◆ Directions
For every record, give an exact copy that has no pictures in it.

◆ Record set
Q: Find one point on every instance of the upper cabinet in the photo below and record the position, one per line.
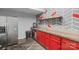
(51, 13)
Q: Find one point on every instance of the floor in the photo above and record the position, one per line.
(26, 44)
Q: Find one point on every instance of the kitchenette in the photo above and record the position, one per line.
(40, 28)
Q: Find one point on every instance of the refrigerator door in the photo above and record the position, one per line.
(12, 30)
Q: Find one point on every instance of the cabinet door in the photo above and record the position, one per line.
(47, 41)
(43, 38)
(54, 42)
(12, 30)
(67, 44)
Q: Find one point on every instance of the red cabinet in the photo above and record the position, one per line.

◆ Written solution
Q: Find one point on every instance of the upper cabinet in the photo below and record the position, one per line.
(51, 13)
Q: Find one point on every instance of the floor in the photo above and record the position, one per line.
(26, 44)
Q: Find one point on every instance of the kitchenette in the photo above and record the position, one per line.
(40, 28)
Q: Find one point on every instance of the refrigerator door in the photo above and record the position, one per line.
(12, 30)
Q: Find one point on every instance of the cabinet door in the photo above and record the position, one per line.
(47, 41)
(43, 38)
(54, 42)
(12, 30)
(67, 44)
Q: Find one point on every instance of the red cabinet in the photo above and record the position, one per line.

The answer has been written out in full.